- WHAT YOU NEED TO DO:
1. In the cloud sync thread, what tool does Desmond recommend instead of cloud storage?
2. From the cloud sync thread, extract the passage from "Microsoft has this" up to and including "whitestar_999 (Feb 12, 2020)".
3. Write the next reply in the forum thread about automatic cloud sync across devices, picking up after its final post.
[start ARTICLE]
# Is there any cloud backup giving this type of automatic cloud sync across devices ?



## RageshAntony (Feb 12, 2020)

I want a cloud storage with live sync like this 

Imagine 2 Computers A & B

There is folder with name "Documents" in both Computers . Same name in both pcs

Both folder are attached to a cloud storage

Now a user created a document named "tours.docx" in PC A, and adding some texts in it  and saving it 

Now my need is , the saved document have to automatically uploaded to cloud and each saves must be reflected to cloud (when user clicks save in word)

And now when the user open PC B , in it's Document folder , the last saved copy of "tours.docx" from PC A have to available in PC B Documents folder 

Now the user adding extra content in tours.docx from PC B and saving it . 

Now he able to access the last saved content of tours.docx from PC A.

AND also in cloud storage via browser 

The next thing is ,.... the files have to be available in the local folder even without interent (when connected , changes have to be reflected across devices )

--------


Is there any cloud backup giving this type of automatic cloud sync across devices ?


----------



## SaiyanGoku (Feb 12, 2020)

Try office 365 with files in onedrive maybe?
@Vyom @whitestar_999


----------



## billubakra (Feb 12, 2020)

RageshAntony said:


> I want a cloud storage with live sync like this
> 
> Imagine 2 Computers A & B
> 
> ...


Install Google Drive in both systems and login via the same account. It will solve one part of your query.


----------



## RageshAntony (Feb 12, 2020)

billubakra said:


> Install Google Drive in both systems and login via the same account. It will solve one part of your query.



one part means ... which part?


----------



## meetdilip (Feb 12, 2020)

Microsoft has this fully setup in Windows 10, for free. Try the OneDrive folder/option. If you need more space, you need to pay.

This can also be done using Dropbox. I am not sure about Google Drive.


----------



## whitestar_999 (Feb 12, 2020)

How much space you want,office 365 with one drive can achieve this but online comments suggests that dropbox has better sync functionality.Try both for some days to see which works best you you.

An old but in-depth review:
Best of The Big Three: Dropbox vs Google Drive vs Onedrive


----------



## Desmond (Feb 13, 2020)

This seems more like a use case for Syncthing than cloud storage.

Syncthing is a P2P syncing tool that allows you to sync files across multiple devices without requiring a server. I use it to sync files between my phone, PC and VPS simultaneously. You just need to have Syncthing installed on your devices, share a directory on one of those devices and add the other devices to the one doing the sharing using a QR code. After this any file you put in the shared directory on any device gets replicated to the other shared devices as well. It's pretty seamless once you set it up.

Syncthing


----------



## Vyom (Feb 13, 2020)

I agree. I have experienced better sync with dropbox. Although OP should try all, Dropbox, One Drive and Google drive, before finalizing on one service for their need.
[end ARTICLE]
[start SUPPLIED INFORMATION]
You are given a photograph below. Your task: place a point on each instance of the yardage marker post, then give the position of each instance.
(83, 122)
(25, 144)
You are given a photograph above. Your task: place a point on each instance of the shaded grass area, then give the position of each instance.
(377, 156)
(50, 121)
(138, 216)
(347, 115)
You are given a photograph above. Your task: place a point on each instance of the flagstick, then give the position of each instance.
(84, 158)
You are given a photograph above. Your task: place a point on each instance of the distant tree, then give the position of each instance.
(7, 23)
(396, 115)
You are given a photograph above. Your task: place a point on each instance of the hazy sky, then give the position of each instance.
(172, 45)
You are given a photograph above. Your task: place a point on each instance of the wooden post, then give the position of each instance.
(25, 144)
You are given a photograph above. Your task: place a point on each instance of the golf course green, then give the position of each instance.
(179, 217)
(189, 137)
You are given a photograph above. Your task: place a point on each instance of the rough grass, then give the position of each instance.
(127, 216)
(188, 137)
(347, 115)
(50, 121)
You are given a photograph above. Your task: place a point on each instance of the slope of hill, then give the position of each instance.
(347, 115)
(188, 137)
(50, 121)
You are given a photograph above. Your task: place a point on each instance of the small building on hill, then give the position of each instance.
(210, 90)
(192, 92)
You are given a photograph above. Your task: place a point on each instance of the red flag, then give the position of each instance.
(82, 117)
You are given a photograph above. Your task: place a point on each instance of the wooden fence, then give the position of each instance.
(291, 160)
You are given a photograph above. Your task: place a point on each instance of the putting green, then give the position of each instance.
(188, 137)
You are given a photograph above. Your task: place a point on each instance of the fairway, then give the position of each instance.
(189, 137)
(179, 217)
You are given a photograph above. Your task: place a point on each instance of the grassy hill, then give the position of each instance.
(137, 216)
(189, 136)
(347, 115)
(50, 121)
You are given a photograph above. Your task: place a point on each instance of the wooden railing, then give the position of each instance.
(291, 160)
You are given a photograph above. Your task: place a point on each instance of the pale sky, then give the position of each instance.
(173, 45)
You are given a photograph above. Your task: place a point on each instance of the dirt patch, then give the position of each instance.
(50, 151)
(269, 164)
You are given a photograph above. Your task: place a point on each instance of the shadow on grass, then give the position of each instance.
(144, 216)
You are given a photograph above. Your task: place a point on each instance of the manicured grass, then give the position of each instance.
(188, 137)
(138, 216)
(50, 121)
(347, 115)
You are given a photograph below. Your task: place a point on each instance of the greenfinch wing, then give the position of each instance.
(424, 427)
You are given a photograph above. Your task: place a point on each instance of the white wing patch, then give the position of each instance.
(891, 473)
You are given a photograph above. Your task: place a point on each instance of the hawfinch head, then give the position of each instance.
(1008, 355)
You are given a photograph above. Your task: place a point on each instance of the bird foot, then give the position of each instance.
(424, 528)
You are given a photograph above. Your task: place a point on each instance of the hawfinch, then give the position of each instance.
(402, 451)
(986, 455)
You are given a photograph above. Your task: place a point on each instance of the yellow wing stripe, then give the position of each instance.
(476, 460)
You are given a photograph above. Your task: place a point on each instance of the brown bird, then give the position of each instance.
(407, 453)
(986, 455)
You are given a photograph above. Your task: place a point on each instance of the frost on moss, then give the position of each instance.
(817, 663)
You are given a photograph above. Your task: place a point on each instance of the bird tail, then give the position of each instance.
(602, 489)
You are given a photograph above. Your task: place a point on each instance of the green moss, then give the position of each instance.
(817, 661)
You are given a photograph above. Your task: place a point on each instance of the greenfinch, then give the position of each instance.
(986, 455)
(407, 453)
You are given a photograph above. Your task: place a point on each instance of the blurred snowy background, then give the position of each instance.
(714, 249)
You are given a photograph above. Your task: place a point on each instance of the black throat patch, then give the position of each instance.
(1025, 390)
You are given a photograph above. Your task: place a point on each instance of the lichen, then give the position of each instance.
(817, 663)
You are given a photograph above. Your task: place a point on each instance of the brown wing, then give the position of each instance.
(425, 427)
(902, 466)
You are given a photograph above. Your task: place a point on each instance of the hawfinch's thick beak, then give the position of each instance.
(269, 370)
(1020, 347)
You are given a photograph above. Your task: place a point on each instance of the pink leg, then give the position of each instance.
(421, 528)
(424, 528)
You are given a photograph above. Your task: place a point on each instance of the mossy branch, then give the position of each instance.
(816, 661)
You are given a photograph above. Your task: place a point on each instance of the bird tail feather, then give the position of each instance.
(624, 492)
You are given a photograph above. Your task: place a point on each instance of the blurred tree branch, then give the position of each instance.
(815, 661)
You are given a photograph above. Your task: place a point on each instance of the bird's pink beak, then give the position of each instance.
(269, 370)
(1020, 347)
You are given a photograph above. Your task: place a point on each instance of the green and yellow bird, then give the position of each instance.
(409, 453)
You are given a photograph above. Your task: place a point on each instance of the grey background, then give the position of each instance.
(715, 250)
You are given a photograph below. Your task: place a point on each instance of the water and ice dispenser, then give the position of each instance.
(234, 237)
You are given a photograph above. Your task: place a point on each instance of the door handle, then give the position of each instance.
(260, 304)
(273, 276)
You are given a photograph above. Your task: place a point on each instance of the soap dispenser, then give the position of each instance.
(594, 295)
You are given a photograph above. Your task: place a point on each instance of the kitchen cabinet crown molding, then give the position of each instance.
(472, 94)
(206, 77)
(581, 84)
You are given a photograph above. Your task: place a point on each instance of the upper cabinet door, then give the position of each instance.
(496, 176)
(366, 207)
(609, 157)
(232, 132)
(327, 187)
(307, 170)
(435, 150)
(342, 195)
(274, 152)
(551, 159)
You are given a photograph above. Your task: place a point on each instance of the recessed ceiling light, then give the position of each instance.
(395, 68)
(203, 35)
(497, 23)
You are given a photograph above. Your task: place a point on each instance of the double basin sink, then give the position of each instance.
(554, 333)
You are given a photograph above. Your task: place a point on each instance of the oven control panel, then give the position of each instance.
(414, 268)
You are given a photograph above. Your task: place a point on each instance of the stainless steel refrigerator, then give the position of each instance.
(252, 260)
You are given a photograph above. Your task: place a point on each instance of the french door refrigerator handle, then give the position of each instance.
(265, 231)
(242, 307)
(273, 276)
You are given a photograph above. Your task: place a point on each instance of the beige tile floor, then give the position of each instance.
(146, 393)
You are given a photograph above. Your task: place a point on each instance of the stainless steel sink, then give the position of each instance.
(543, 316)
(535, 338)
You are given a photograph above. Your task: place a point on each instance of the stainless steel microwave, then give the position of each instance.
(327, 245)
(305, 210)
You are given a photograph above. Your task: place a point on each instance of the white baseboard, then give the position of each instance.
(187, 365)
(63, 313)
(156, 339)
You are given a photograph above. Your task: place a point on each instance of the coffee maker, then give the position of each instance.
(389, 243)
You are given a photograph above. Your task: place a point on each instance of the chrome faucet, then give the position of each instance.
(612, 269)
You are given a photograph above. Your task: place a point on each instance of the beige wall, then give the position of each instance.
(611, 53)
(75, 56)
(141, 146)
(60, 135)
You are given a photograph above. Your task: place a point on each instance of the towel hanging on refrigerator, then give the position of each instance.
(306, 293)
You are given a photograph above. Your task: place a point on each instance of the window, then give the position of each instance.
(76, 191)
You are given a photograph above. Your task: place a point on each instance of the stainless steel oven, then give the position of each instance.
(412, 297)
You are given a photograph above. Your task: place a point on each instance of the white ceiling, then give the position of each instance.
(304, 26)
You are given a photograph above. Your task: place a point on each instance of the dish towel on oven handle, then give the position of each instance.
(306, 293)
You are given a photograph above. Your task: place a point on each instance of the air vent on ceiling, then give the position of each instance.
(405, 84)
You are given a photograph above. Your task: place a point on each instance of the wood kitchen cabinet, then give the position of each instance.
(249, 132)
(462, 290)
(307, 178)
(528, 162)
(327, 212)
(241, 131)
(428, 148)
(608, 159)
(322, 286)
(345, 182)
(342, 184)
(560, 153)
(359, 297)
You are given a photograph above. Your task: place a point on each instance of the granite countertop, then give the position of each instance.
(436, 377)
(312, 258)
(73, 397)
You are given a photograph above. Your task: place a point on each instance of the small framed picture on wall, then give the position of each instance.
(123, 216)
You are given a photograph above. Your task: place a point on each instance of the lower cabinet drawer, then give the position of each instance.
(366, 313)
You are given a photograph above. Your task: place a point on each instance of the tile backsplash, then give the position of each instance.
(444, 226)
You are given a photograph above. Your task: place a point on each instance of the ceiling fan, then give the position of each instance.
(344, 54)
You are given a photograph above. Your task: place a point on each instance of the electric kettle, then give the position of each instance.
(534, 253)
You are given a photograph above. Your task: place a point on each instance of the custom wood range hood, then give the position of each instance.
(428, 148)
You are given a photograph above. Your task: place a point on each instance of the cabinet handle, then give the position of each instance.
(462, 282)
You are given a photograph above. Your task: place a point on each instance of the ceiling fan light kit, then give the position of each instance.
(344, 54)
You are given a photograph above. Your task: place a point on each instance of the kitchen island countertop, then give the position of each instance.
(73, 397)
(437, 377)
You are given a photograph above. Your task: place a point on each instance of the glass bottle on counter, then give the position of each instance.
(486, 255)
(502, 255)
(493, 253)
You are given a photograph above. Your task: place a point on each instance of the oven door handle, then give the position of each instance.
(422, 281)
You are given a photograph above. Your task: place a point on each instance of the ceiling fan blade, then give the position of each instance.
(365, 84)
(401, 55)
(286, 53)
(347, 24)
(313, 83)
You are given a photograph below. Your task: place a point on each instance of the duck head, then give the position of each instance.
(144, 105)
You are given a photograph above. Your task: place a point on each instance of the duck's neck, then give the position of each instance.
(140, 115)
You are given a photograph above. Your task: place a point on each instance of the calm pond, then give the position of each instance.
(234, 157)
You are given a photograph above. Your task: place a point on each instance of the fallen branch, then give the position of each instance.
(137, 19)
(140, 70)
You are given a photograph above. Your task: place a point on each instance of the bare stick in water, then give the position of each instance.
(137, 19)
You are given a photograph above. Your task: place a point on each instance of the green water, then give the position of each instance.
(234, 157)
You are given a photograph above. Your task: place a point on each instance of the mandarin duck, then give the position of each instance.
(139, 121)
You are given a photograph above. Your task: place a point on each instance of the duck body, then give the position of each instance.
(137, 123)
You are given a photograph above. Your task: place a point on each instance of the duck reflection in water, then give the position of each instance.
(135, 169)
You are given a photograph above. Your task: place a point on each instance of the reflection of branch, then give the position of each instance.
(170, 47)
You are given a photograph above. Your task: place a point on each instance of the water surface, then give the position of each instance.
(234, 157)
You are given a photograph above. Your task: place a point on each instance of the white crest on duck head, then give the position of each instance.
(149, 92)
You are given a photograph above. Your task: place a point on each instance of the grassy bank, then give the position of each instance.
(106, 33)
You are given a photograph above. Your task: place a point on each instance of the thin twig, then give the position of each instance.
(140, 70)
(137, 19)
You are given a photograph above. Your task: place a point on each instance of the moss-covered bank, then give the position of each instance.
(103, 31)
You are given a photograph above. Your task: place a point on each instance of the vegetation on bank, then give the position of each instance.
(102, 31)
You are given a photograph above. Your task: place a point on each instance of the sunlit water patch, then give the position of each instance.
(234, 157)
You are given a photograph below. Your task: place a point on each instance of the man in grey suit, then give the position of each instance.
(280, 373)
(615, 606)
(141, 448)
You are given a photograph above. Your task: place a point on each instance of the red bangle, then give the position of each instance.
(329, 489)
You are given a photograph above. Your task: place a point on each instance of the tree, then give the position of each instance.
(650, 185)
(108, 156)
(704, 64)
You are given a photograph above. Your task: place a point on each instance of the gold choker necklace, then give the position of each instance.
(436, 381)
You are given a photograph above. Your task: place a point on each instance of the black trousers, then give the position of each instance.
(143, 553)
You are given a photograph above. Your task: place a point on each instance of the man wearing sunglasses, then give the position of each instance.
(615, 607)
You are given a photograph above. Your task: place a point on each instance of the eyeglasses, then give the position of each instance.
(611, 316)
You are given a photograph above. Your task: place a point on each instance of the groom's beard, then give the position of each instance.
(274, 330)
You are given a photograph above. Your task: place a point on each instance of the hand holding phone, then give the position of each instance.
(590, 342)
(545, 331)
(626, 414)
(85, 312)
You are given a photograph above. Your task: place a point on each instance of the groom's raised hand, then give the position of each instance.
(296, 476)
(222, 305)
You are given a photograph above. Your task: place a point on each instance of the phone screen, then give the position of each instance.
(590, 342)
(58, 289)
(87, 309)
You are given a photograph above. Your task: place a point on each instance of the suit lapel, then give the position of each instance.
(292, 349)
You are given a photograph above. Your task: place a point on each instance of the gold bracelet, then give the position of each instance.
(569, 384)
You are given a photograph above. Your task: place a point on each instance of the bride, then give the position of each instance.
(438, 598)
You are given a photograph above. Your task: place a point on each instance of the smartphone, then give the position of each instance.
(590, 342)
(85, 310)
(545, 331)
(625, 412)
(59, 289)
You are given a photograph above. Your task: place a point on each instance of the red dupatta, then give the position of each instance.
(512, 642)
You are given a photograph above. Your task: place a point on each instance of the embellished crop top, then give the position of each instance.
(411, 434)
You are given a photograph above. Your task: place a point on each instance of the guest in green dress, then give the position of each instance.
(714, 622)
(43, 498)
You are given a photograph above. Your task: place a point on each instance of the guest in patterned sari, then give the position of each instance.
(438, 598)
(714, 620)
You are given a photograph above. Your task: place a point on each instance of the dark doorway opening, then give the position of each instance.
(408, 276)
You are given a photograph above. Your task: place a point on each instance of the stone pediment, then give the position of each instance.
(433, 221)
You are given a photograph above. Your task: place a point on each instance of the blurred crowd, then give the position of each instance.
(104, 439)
[end SUPPLIED INFORMATION]
- TASK-BY-TASK OUTPUTS:
1. Syncthing, a P2P syncing tool that syncs files across devices without requiring a server.

2.
Microsoft has this fully setup in Windows 10, for free. Try the OneDrive folder/option. If you need more space, you need to pay.

This can also be done using Dropbox. I am not sure about Google Drive.


----------



## whitestar_999 (Feb 12, 2020)

3.
----------



## Desmond (Feb 13, 2020)

Vyom said:


> I agree. I have experienced better sync with dropbox. Although OP should try all, Dropbox, One Drive and Google drive, before finalizing on one service for their need.


With Synching, you don't even need a cloud storage service. There are no servers involved, cloud storage or otherwise. It's completely P2P and syncs anywhere in the world.

OP said that he needs that whenever a file is saved to a directory on one PC, it should automatically become available in a directory in another PC. No cloud service does that, they only save files in the cloud but don't automatically download to another machine.

Sent from my GM1911 using Tapatalk


----------



## Vyom (Feb 13, 2020)

Well, purpose of having cloud storage is that files are kept synced to another machine, but yes, never heard of Synching. Useful for those who dont want cloud storage and just want to sync files between devices. So tfs.


----------



## whitestar_999 (Feb 13, 2020)

Desmond David said:


> OP said that he needs that whenever a file is saved to a directory on one PC, it should automatically become available in a directory in another PC. No cloud service does that, they only save files in the cloud but don't automatically download to another machine.


Isn't this possible simply be setting up a sync folder on other pc/device & enable the sync with same cloud folder which is set to sync with folder on original device?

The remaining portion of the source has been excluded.